--- begin SUPPLIED PASSAGE ---
Sides

Celery Root Latkes

My husband and I celebrate Christmakkuh. He was raised Jewish, celebrating all the holy days; and I was raised to enjoy the festivities of Christmas – tree, Santa, ham, etc. So, as the years have rolled along, we’ve figured out how to celebrate it all!

This year we’re celebrating the two holidays at once with a big festive meal at my parent’s house. I decided that I wanted to tip my hat to my husband’s traditions and whip up some latkes. But, like all of my recipes, they had to be both delicious and healthy (ish).

I’ve been working with celery root recently. I’m not sure what turned me onto the veggie, but I’ve been really loving it as a tortilla for tacos and as baked chips for dipping. So, I incorporated my new fave into an old fave to make these tasty, gluten free, holiday latkes.

Simple latke recipe

Why these celery root and potato latkes are awesome:

  • Healthier version of the traditional latke
  • Gluten free
  • Low-Histamine
  • Dairy free (when you don’t use ghee)
  • Great for Hanukkah
  • Refined sugar free
  • Great to make ahead of time
  • Freezer friendly
  • Delicious

*If you find that the mixture is too dry, then add an additional egg. If the mixture is too wet, add a tbsp at a time of cassava flour.

My fave way to eat these is with a dollop of homemade applesauce. And, if I’m getting a little crazy I’ll add a bit of coconut yoghurt on top.
--- end SUPPLIED PASSAGE ---
--- begin EXCERPTED DATA ---
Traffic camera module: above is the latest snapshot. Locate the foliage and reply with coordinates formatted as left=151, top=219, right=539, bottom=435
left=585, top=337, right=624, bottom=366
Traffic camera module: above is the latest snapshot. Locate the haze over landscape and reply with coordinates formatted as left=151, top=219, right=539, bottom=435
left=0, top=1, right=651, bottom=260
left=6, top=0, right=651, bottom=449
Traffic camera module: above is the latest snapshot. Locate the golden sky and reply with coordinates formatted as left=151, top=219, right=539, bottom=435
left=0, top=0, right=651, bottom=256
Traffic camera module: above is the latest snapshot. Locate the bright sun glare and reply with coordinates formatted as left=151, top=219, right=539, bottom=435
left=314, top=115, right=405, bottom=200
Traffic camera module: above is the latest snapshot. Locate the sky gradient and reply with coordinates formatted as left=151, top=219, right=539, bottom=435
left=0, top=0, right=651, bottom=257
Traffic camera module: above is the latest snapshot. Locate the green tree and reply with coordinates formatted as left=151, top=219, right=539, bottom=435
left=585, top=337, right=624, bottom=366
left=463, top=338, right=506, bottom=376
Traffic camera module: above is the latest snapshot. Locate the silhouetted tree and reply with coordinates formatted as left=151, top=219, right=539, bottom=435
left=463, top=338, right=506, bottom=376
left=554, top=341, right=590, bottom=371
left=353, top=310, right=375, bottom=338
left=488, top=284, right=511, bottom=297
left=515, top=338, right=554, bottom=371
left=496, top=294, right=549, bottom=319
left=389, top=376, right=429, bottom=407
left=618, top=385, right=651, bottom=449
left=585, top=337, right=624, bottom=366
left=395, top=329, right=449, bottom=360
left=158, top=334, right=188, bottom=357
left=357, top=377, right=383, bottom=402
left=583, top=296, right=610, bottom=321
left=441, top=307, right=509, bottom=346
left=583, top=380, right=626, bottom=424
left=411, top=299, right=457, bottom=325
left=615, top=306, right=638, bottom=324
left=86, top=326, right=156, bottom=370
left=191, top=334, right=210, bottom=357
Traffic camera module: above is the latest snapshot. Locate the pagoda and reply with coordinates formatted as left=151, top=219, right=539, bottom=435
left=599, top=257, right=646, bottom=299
--- end EXCERPTED DATA ---
GIVEN PROBLEM 1:
Answer these from the celery root latke post:
(a) Besides latkes, what two ways has the writer been using celery root?
(b) What should be added if the latke mixture turns out too dry?
(c) What does the writer like to eat these latkes with?
GIVEN PROBLEM 2: Copy the celery root latke post word for word from "Celery Root Latkes" to "free, holiday latkes.".

COMPLETE OUTPUT 1:
(a) As a tortilla for tacos and as baked chips for dipping.
(b) An additional egg.
(c) A dollop of homemade applesauce, sometimes with a bit of coconut yoghurt on top.

COMPLETE OUTPUT 2:
Celery Root Latkes

My husband and I celebrate Christmakkuh. He was raised Jewish, celebrating all the holy days; and I was raised to enjoy the festivities of Christmas – tree, Santa, ham, etc. So, as the years have rolled along, we’ve figured out how to celebrate it all!

This year we’re celebrating the two holidays at once with a big festive meal at my parent’s house. I decided that I wanted to tip my hat to my husband’s traditions and whip up some latkes. But, like all of my recipes, they had to be both delicious and healthy (ish).

I’ve been working with celery root recently. I’m not sure what turned me onto the veggie, but I’ve been really loving it as a tortilla for tacos and as baked chips for dipping. So, I incorporated my new fave into an old fave to make these tasty, gluten free, holiday latkes.